Start of Given entries
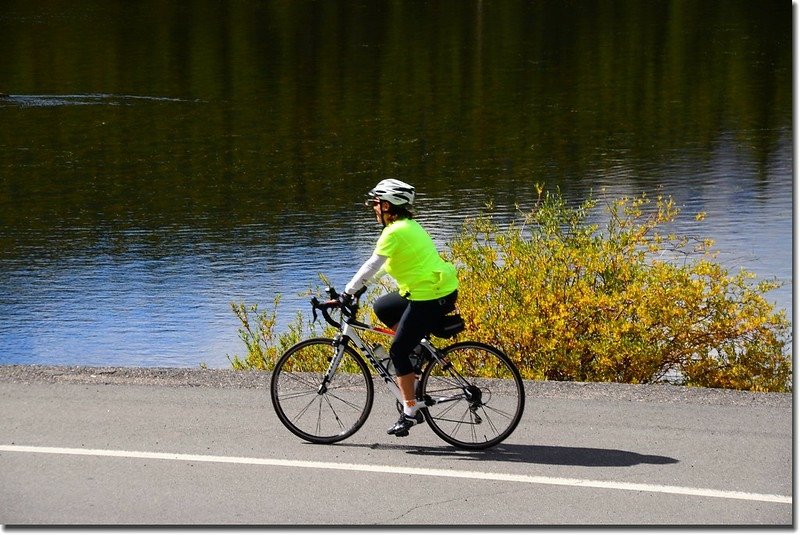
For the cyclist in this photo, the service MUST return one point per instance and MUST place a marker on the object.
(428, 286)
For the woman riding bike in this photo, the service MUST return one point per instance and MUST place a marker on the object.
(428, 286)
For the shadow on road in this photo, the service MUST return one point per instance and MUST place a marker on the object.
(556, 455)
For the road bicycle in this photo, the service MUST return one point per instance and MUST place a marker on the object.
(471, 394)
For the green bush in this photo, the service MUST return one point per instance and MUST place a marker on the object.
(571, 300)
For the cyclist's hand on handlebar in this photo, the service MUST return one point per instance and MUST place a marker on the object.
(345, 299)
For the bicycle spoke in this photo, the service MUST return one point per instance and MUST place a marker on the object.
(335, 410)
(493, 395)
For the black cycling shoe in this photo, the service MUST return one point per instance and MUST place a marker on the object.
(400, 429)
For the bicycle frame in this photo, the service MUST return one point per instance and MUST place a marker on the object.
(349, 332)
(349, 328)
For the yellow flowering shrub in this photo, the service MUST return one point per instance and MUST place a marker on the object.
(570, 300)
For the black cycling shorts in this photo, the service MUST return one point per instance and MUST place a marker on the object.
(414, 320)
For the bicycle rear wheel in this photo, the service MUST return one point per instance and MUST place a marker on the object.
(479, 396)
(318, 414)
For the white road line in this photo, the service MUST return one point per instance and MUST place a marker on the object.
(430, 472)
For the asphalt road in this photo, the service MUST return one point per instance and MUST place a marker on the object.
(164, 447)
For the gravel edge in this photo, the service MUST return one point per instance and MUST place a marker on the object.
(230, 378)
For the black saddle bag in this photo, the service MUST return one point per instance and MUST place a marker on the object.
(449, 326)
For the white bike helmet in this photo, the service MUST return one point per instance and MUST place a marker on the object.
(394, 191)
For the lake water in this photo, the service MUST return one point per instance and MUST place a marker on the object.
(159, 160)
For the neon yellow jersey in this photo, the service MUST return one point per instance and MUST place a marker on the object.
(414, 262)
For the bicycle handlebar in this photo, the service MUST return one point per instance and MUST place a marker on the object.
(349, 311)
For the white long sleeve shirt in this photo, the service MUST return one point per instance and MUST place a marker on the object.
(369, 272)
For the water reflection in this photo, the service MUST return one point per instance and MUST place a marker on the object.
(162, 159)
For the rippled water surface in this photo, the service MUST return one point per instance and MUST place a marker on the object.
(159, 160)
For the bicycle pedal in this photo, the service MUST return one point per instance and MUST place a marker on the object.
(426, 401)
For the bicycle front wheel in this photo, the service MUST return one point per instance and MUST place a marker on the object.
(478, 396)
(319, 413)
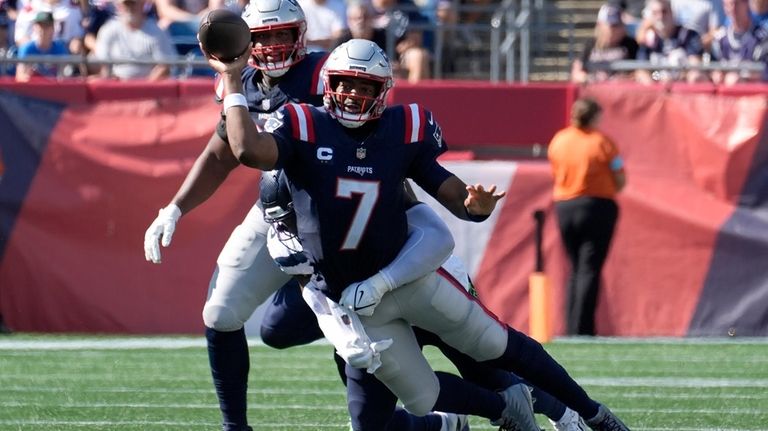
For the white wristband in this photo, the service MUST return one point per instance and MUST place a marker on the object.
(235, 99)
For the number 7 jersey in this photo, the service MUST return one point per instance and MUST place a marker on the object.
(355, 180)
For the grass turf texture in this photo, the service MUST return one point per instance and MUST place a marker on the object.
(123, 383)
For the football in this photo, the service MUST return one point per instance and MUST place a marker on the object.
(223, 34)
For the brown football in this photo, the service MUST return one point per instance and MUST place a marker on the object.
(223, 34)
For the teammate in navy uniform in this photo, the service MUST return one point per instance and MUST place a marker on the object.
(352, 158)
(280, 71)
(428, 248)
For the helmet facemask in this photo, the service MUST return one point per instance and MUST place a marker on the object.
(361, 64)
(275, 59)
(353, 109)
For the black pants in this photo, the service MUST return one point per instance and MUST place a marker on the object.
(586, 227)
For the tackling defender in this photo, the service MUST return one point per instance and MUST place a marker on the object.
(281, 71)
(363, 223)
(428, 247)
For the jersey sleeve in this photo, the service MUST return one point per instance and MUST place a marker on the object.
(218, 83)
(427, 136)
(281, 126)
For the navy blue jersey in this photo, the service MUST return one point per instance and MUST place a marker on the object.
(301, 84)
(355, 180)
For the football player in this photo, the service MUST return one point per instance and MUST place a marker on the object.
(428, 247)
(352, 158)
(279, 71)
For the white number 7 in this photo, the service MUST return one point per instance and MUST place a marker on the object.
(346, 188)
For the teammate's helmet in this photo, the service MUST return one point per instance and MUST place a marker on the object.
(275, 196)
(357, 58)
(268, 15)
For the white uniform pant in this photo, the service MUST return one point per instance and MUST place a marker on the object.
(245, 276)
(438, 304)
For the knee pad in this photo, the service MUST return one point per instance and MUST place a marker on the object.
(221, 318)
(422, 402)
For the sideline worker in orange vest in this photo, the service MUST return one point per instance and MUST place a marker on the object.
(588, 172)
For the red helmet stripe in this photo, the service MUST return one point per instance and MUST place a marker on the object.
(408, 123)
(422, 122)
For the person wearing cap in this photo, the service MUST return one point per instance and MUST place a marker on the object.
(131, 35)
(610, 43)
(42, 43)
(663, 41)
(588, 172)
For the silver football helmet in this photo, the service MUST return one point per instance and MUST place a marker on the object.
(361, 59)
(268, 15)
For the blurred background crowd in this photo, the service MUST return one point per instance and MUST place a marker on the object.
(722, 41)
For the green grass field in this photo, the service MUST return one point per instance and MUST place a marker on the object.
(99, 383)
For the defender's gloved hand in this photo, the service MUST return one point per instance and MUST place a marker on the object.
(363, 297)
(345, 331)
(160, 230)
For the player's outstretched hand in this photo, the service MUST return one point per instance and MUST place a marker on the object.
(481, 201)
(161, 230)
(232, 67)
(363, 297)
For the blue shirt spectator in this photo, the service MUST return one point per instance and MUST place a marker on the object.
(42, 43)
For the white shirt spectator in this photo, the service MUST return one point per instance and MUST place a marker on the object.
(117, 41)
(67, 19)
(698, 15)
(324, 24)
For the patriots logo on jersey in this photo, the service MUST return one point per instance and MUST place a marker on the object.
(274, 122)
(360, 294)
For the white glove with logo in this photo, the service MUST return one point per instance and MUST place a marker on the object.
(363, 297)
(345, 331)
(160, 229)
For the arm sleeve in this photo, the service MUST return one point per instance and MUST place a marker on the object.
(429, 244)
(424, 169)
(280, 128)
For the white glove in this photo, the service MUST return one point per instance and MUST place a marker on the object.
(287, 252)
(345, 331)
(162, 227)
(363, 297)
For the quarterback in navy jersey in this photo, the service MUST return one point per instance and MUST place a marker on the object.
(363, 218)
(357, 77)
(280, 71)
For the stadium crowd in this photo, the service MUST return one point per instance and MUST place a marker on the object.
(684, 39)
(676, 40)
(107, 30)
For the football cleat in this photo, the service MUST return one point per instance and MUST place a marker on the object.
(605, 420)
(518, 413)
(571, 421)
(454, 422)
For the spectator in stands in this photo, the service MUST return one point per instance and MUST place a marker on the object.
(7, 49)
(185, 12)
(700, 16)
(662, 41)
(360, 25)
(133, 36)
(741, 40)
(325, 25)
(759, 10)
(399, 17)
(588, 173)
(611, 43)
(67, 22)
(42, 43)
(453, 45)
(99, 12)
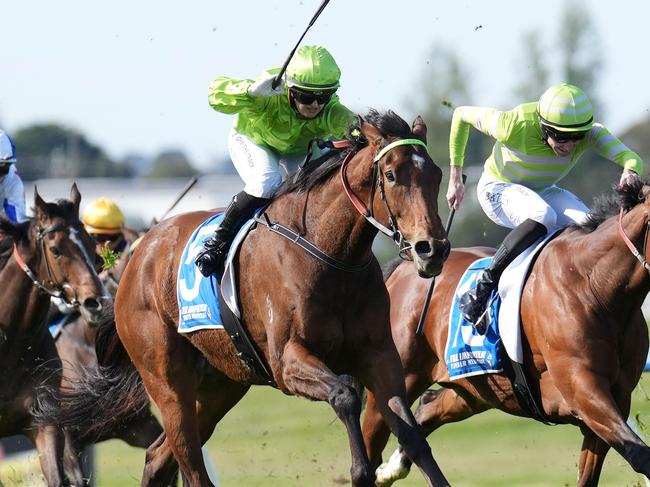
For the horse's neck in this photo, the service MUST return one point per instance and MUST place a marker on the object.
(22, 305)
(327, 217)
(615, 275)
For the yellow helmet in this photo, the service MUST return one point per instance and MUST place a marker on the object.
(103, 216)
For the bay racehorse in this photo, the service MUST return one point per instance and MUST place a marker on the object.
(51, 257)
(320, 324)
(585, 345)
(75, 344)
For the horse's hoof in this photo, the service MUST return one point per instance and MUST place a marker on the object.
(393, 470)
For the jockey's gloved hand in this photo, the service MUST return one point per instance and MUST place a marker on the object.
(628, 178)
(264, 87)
End of Given entries
> Problem details
Return every entry word for word, but drop any pictures.

> Exercise result
For the cyclist in this photo, the service MUST return one point per instance and MUST place a marker on the object.
(428, 286)
For the woman riding bike in this photo, the service MUST return one point per instance and MUST place a marker on the object.
(428, 286)
For the shadow on road in this photo, the service MUST return one point per instance and MUST place a marker on the object.
(556, 455)
For the road bicycle in this photo, the service MUST return one point per instance and MUST place a marker on the object.
(471, 394)
For the green bush in this photo, the service MUST return one point per instance and MUST place a marker on the object.
(571, 300)
For the cyclist's hand on handlebar in this photo, the service MUST return one point per instance and MUST place a marker on the object.
(345, 299)
For the bicycle spoke in this photo, the service MUST return one point per instance and MUST place a marker on the object.
(335, 410)
(493, 395)
For the black cycling shoe in this photo, the service MUST return one point per instance and MUST place a marker on the object.
(400, 429)
For the bicycle frame in this photo, the service MUST return one point per instance and MUST place a marker on the object.
(349, 332)
(349, 328)
For the yellow flowering shrub in this photo, the service MUST return one point per instance and MUST place a marker on the object.
(570, 300)
For the black cycling shorts in this photo, the service MUST return one point per instance and MUST place a marker on the object.
(414, 320)
For the bicycle rear wheel in this photo, the service MUST return one point per instance and MUST place a marker on the object.
(479, 396)
(318, 414)
For the white road line in this photo, the service MUST return one point per instance and MUST place a marker on the object.
(430, 472)
For the asphalt road in this photo, the service MUST return one point per instance and MUST place a marker on the object.
(164, 447)
For the gravel edge in this photo, the service MUST return one point per instance and MUST place a marker on the object.
(230, 378)
For the black saddle bag in this photo, the service MUST return one point per instance and MUST place a marker on the object.
(449, 326)
For the white bike helmet in this photo, the service MUST return one point per instance and MUST place a marker on the object.
(394, 191)
For the lake water in this photo, the service MUST return one point per instance and MUST place a marker on the object.
(159, 160)
For the neon yellow jersey in this photo, the service MUST return one point per instance and MUST place a marker on the object.
(414, 262)
For the bicycle handlebar in this photo, the service MUST return one point per instance and MUST place a marker on the object.
(349, 311)
For the white long sleeve shirt in this photo, the service MUST return one point per instance and MUST place a marker on the object.
(369, 272)
For the water reflection in this photo, the service MUST return one point per instance and MUST place a marker on the object.
(162, 159)
For the rippled water surface in this photo, the service MUST return one point per instance and MUST place a marker on the object.
(159, 160)
For the bicycle pedal in this photo, the service MUST return one point per instance and MUST place a marker on the object.
(426, 401)
For the bicycle front wheel in this photo, the service MUST return one point per instance and MUST place a marker on the object.
(478, 396)
(319, 413)
For the white wristband in this photo, the service MUST return one point per instance and MUST place a marker on the object.
(235, 99)
For the number 7 jersey in this photo, the service MUST return one point per instance and MUST place a marker on the object.
(355, 180)
For the grass turf texture in this photo, the service MUST return one point per instance and MUST place a marker on the object.
(123, 383)
For the football in this photo, the service MUST return one point per instance and MUST place a marker on the object.
(223, 34)
For the brown football in this photo, the service MUST return one point per instance and MUST place a marker on the object.
(223, 34)
For the teammate in navy uniform in this photo, the service MUST return one point per instance and MUST place a marker on the object.
(352, 158)
(280, 71)
(428, 248)
For the helmet facemask in this photo, the service MUST return one point per instance and MUST place a marker on the object.
(361, 64)
(275, 59)
(353, 109)
For the black pants in this photo, the service MUST return one point per instance and MUST place a marker on the object.
(586, 227)
For the tackling defender in this photo, the service MUST return one point per instance and MUST place a marker on the object.
(281, 71)
(363, 223)
(428, 247)
For the jersey sleeve in this photo, the service MUST return one point per instance and MUST place a marker on the object.
(218, 83)
(427, 136)
(281, 126)
For the navy blue jersey in this photo, the service MUST return one point per instance and MUST place a marker on the object.
(301, 84)
(355, 180)
For the football player in this photo, the service MUST return one point per instance and MUST place a marker on the object.
(428, 247)
(352, 158)
(279, 71)
For the white number 7 in this photo, the service MUST return one point per instance and MUST place a marker on the object.
(346, 188)
For the teammate's helmet in this photo, the service MUST return one point per instance and MUST place a marker on the object.
(275, 196)
(357, 58)
(268, 15)
For the white uniform pant in this photo, the service MUST return one point per instance and MUST place a marker on the object.
(245, 276)
(438, 304)
For the knee pad in this photo, the service MUST return one point per instance and MUST place a marker on the object.
(221, 318)
(422, 402)
For the sideline worker in orange vest in this photo, the service MUST return one point per instance and MUST place a marker on the object.
(588, 172)
For the red helmet stripe in this photo, the service MUST return one point per instance and MUST place a marker on the object.
(408, 123)
(422, 122)
For the person wearing cap in this photo, the service MUST return one point per instance and MUST place a marker on the object.
(131, 35)
(610, 43)
(42, 43)
(663, 41)
(588, 172)
For the silver football helmet in this photo, the service MUST return one point per instance and MUST place a marker on the object.
(361, 59)
(268, 15)
For the blurred background crowd in this photo, the service MUST return one point per instance and MUST place a marker on the object.
(722, 41)
For the green grass field in this photo, the service MUST return one point per instance and MUST place a marker on the object.
(99, 383)
For the defender's gloved hand in this photo, the service MUST return one point per instance and MUST place a marker on the object.
(363, 297)
(345, 331)
(160, 230)
For the player's outstretched hand in this photo, the service MUST return one point per instance and MUST place a marker on the object.
(481, 201)
(161, 230)
(232, 67)
(363, 297)
For the blue shirt spectator in this photo, the service MUST return one point per instance and MUST place a marker on the object.
(42, 43)
For the white shirt spectator in this photo, the service MUST return one point per instance and MUST place a marker on the object.
(117, 41)
(67, 19)
(698, 15)
(324, 24)
For the patriots logo on jersey in this photo, the service MUST return one point per instance and MUST place a marker on the object.
(274, 122)
(360, 294)
For the white glove with logo in this photo, the service MUST return one point per instance and MUST place a marker on the object.
(363, 297)
(345, 331)
(160, 229)
For the arm sleeve in this photo, the service MUST return one point per instance and MUST place a marker on the object.
(429, 244)
(424, 169)
(280, 128)
For the white glove in this photo, the service MUST return one point per instance and MUST place a marker on the object.
(287, 252)
(345, 331)
(162, 227)
(363, 297)
For the quarterback in navy jersey in this photo, the service MUST return one point per instance and MUST place a marker on the object.
(363, 218)
(357, 77)
(280, 71)
For the stadium crowd in this photo, the service MUST return one point per instance and MUST place a marker on the object.
(684, 39)
(676, 40)
(107, 30)
For the football cleat in this photo, the service MUST return one point per instance and MUST place a marker on the object.
(605, 420)
(518, 413)
(571, 421)
(454, 422)
For the spectator in stands in this photo, the service MUST return one point per instance and MUST place a marker on the object.
(7, 49)
(185, 12)
(700, 16)
(662, 41)
(360, 25)
(133, 36)
(741, 40)
(325, 25)
(759, 10)
(399, 17)
(588, 173)
(611, 43)
(67, 22)
(42, 43)
(453, 45)
(99, 12)
For the horse's neck in this photo, the service MUST return one point per instance and MUST place a marker on the object.
(22, 305)
(327, 217)
(615, 275)
For the yellow helmet in this photo, the service MUST return one point per instance and MUST place a marker on the object.
(103, 216)
For the bay racehorse in this photo, the service MUST return one point per instance and MUST place a marker on the object.
(51, 257)
(320, 324)
(585, 345)
(75, 344)
For the horse's hoof in this photo, the service MUST return one point per instance and MUST place a marker on the object.
(393, 470)
For the jockey's gloved hand in this photo, the service MUST return one point per instance and MUST place a marker on the object.
(628, 178)
(264, 87)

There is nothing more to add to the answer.